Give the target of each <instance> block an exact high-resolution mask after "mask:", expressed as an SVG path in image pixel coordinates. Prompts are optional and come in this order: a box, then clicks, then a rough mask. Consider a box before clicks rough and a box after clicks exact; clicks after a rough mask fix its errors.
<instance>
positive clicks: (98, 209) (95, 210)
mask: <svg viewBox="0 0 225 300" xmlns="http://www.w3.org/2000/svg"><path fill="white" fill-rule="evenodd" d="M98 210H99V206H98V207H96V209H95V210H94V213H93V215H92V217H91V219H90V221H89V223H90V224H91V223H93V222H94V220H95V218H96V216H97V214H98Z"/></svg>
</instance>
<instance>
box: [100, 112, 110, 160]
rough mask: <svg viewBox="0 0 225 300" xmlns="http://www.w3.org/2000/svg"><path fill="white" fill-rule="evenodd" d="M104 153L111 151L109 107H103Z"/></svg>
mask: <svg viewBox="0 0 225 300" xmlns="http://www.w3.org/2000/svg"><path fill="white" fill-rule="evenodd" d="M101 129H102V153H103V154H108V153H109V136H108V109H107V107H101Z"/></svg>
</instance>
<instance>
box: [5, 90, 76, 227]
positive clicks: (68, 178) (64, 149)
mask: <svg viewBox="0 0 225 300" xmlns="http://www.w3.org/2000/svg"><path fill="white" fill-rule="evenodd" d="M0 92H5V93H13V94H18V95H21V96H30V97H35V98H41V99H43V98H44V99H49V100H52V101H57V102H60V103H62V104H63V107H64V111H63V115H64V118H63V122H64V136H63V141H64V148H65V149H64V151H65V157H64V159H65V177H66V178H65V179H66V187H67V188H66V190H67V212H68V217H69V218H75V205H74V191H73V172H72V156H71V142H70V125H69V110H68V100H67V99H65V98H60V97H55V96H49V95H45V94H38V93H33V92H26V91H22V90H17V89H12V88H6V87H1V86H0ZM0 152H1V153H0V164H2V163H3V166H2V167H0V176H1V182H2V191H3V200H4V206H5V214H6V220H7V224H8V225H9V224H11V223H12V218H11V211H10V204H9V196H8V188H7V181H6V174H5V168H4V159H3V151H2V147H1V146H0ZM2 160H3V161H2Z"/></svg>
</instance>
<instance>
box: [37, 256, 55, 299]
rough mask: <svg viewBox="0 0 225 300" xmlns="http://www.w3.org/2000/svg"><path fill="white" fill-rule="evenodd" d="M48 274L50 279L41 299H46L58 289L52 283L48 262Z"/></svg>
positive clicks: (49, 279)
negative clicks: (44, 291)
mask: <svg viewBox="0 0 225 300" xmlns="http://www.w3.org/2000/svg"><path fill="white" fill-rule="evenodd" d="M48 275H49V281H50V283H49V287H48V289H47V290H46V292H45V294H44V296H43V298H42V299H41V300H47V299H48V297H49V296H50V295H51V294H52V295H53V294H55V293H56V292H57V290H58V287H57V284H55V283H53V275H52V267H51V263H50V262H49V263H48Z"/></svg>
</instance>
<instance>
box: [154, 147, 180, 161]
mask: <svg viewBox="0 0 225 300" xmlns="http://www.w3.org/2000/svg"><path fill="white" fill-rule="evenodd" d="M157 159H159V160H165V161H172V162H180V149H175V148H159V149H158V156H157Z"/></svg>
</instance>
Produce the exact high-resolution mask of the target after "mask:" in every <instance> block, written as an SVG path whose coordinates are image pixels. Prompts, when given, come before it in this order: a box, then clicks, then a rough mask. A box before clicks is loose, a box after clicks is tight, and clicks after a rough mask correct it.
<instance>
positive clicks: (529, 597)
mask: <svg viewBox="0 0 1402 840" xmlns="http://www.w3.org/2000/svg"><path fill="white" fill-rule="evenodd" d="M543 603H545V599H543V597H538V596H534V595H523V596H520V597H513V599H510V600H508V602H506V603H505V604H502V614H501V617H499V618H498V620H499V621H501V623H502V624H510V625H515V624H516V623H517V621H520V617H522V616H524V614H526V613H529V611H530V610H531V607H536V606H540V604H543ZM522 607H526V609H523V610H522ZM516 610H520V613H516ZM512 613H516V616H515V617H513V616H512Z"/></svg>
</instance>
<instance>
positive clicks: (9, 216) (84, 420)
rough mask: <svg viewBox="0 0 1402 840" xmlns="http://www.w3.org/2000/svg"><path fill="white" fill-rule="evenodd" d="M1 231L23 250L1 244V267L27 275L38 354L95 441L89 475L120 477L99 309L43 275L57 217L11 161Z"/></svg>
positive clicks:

+--

**WHAT THIS TASK INVOLVES**: Copy out all of the lines above exactly, with nothing changed.

**TASK SOLUTION**:
Give the target of each <instance> block an exact high-resolution mask after "mask:", expressed as an SVG path in image pixel coordinates. Prompts are optional and come in this order: a box, then clicks, then a rough mask. Consider a box before clicks rough and a box after clicks exact; clicks after a rough mask fix its errors.
<instance>
positive clicks: (98, 209) (95, 210)
mask: <svg viewBox="0 0 225 300" xmlns="http://www.w3.org/2000/svg"><path fill="white" fill-rule="evenodd" d="M98 210H99V206H98V207H96V209H95V210H94V213H93V215H92V217H91V219H90V221H89V223H90V224H91V223H93V222H94V220H95V218H96V216H97V214H98Z"/></svg>
</instance>
<instance>
box: [100, 112, 110, 160]
rough mask: <svg viewBox="0 0 225 300" xmlns="http://www.w3.org/2000/svg"><path fill="white" fill-rule="evenodd" d="M104 153L111 151L109 107H103Z"/></svg>
mask: <svg viewBox="0 0 225 300" xmlns="http://www.w3.org/2000/svg"><path fill="white" fill-rule="evenodd" d="M101 129H102V153H103V154H108V153H109V136H108V109H107V107H101Z"/></svg>
</instance>
<instance>
box: [5, 90, 76, 227]
positive clicks: (68, 178) (64, 149)
mask: <svg viewBox="0 0 225 300" xmlns="http://www.w3.org/2000/svg"><path fill="white" fill-rule="evenodd" d="M0 92H5V93H13V94H18V95H21V96H30V97H35V98H41V99H43V98H44V99H49V100H52V101H57V102H60V103H62V104H63V107H64V111H63V115H64V118H63V122H64V136H63V141H64V148H65V149H64V151H65V157H64V159H65V177H66V178H65V179H66V187H67V188H66V190H67V212H68V217H69V218H75V205H74V191H73V172H72V156H71V142H70V125H69V110H68V100H67V99H65V98H60V97H55V96H49V95H45V94H38V93H33V92H26V91H22V90H17V89H12V88H6V87H1V86H0ZM0 152H1V153H0V164H2V163H3V166H2V167H0V176H1V182H2V191H3V200H4V206H5V214H6V220H7V224H8V225H9V224H11V223H12V218H11V211H10V204H9V196H8V188H7V181H6V174H5V168H4V159H3V151H2V147H1V146H0ZM2 160H3V161H2Z"/></svg>
</instance>
<instance>
box: [37, 256, 55, 299]
rough mask: <svg viewBox="0 0 225 300" xmlns="http://www.w3.org/2000/svg"><path fill="white" fill-rule="evenodd" d="M48 274L50 279L41 299H46L58 289L52 283L48 262Z"/></svg>
positive clicks: (49, 279)
negative clicks: (44, 291)
mask: <svg viewBox="0 0 225 300" xmlns="http://www.w3.org/2000/svg"><path fill="white" fill-rule="evenodd" d="M48 275H49V281H50V283H49V287H48V289H47V290H46V292H45V294H44V296H43V298H42V299H41V300H47V299H48V297H49V296H50V295H51V294H52V295H53V294H55V293H56V292H57V290H58V287H57V284H55V283H53V275H52V267H51V263H50V262H49V263H48Z"/></svg>
</instance>
<instance>
box: [154, 147, 180, 161]
mask: <svg viewBox="0 0 225 300" xmlns="http://www.w3.org/2000/svg"><path fill="white" fill-rule="evenodd" d="M157 159H159V160H165V161H172V162H180V149H175V148H159V149H158V156H157Z"/></svg>
</instance>
Produce the exact high-resolution mask of the target after "mask:" in every <instance> block, written as an SVG path whose coordinates are image pixels. Prompts, when given, come before it in this order: a box, then clicks, then a rough mask. A box before clicks is loose, a box after clicks is tight, and clicks after a rough mask correct it.
<instance>
positive clicks: (529, 597)
mask: <svg viewBox="0 0 1402 840" xmlns="http://www.w3.org/2000/svg"><path fill="white" fill-rule="evenodd" d="M543 603H545V599H543V597H538V596H534V595H523V596H520V597H513V599H510V600H508V602H506V603H505V604H502V614H501V617H499V618H498V620H499V621H501V623H502V624H510V625H515V624H516V623H517V621H520V617H522V616H524V614H526V613H529V611H530V610H531V607H536V606H540V604H543ZM522 607H526V609H523V610H522ZM516 610H520V613H516ZM512 613H516V616H515V617H513V616H512Z"/></svg>
</instance>
<instance>
positive clicks: (9, 216) (84, 420)
rough mask: <svg viewBox="0 0 1402 840" xmlns="http://www.w3.org/2000/svg"><path fill="white" fill-rule="evenodd" d="M1 231L23 250L1 244V267L27 275L38 354L95 441L89 475L120 477L99 309L43 275L57 217L11 161Z"/></svg>
positive clicks:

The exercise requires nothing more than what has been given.